** start MATERIAL FOR THE TASK **

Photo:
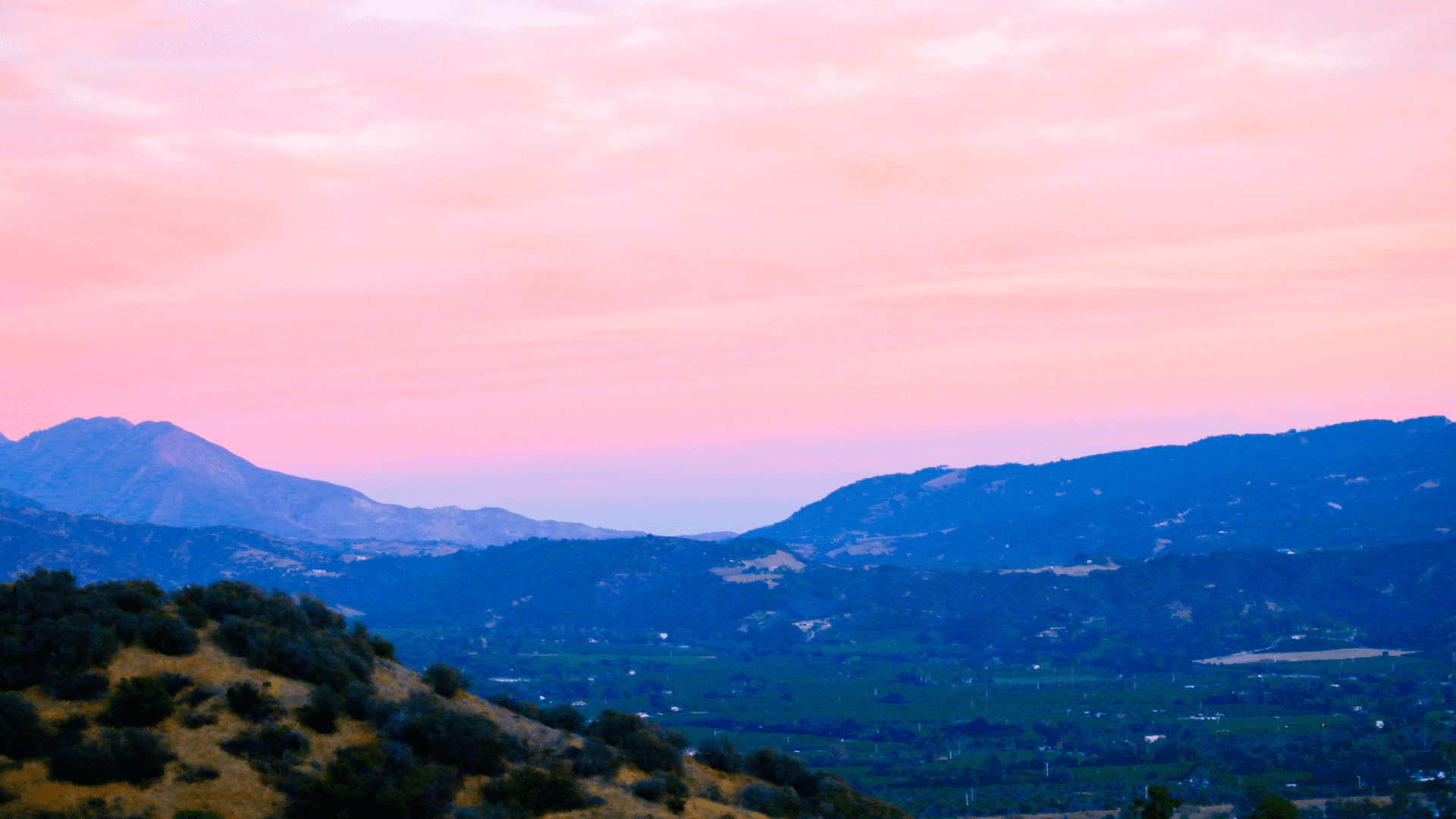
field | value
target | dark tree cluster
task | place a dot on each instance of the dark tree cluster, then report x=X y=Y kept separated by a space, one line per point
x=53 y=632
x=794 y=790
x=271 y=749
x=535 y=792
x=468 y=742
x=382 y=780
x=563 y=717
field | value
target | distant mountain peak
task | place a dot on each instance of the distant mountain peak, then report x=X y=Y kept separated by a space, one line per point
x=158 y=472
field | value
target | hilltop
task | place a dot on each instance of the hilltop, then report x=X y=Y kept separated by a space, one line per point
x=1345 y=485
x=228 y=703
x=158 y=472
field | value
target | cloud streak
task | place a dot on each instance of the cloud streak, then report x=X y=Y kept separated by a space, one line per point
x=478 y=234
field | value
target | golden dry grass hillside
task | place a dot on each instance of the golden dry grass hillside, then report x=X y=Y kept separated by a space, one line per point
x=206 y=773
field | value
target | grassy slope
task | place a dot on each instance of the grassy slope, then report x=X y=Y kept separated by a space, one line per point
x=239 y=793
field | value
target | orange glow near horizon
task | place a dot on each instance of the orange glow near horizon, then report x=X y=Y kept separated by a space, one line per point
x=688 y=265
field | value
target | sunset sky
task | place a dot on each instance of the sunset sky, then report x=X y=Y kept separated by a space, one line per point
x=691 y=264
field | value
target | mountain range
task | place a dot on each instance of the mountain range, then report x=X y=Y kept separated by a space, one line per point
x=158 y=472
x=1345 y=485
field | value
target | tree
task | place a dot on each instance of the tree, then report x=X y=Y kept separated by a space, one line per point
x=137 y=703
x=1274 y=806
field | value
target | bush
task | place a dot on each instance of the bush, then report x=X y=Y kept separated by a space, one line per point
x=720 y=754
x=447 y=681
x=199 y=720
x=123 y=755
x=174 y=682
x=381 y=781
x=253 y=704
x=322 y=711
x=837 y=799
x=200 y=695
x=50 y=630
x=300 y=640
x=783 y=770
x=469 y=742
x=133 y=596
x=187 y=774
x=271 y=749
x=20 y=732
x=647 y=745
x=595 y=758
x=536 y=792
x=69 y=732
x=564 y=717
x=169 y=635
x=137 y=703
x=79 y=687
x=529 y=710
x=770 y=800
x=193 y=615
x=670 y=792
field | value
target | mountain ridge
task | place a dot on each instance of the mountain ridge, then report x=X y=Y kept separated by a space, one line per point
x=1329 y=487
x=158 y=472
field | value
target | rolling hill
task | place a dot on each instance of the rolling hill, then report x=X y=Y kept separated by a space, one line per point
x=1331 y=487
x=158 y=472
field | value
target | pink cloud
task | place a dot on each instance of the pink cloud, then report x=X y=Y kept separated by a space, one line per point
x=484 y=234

** end MATERIAL FOR THE TASK **

## WHAT YOU HAVE TO DO
Write out again the stretch of material from its start through the line containing "x=1274 y=806", with the requests kept as they are and every x and y coordinate in the answers offset by 104. Leave out the pictures.

## TASK RESULT
Photo:
field | value
target | dark tree cluster
task | place a dot on each instance of the dark tree cluster, then report x=X y=Y kept separated by a space, one line per point
x=157 y=736
x=898 y=894
x=375 y=853
x=639 y=896
x=572 y=846
x=486 y=884
x=667 y=821
field | value
target | distant mountain peak
task | place a dot on each instance of the distant mountain peak, then report x=X y=Y kept separated by a space, one line per point
x=262 y=576
field | value
target | hilltop
task | place a dot on each instance of the hilltop, then report x=X y=Y kept separated by a space, one line per point
x=1449 y=589
x=332 y=807
x=262 y=576
field | value
target | cloud streak
task | place a dot on each instance of the cloud streak, then report x=X y=Y kept separated by a space, one line per point
x=582 y=338
field | value
target | golden dry grass hillside
task | place a dot on each instance of the golden dry grass hillside, then report x=X y=Y kept separated by a space, one line per point
x=310 y=877
field | value
target | grassy slope
task | place a dot on each instance of the grassy slope, then report x=X y=Y kept separated by a space, one line per point
x=343 y=897
field | value
target | orange glow near horizon
task | place a dot on each instance of the orange glow near horizon, then report x=X y=Y kept separated by a space, one line per point
x=792 y=369
field | value
target | sunset sky
task | place a dot on each instance of the sunset sky, then report x=X y=Y kept separated by a space, one line per point
x=795 y=368
field | value
target | mountain range
task | place a dot on each instance of the mountain range, then report x=X y=Y kept separated by a space, one line per point
x=262 y=576
x=1449 y=589
field | value
target | tree
task | place a dot on each instance of the tree, then report x=X y=Y kept separated by a space, one line per point
x=241 y=807
x=1378 y=910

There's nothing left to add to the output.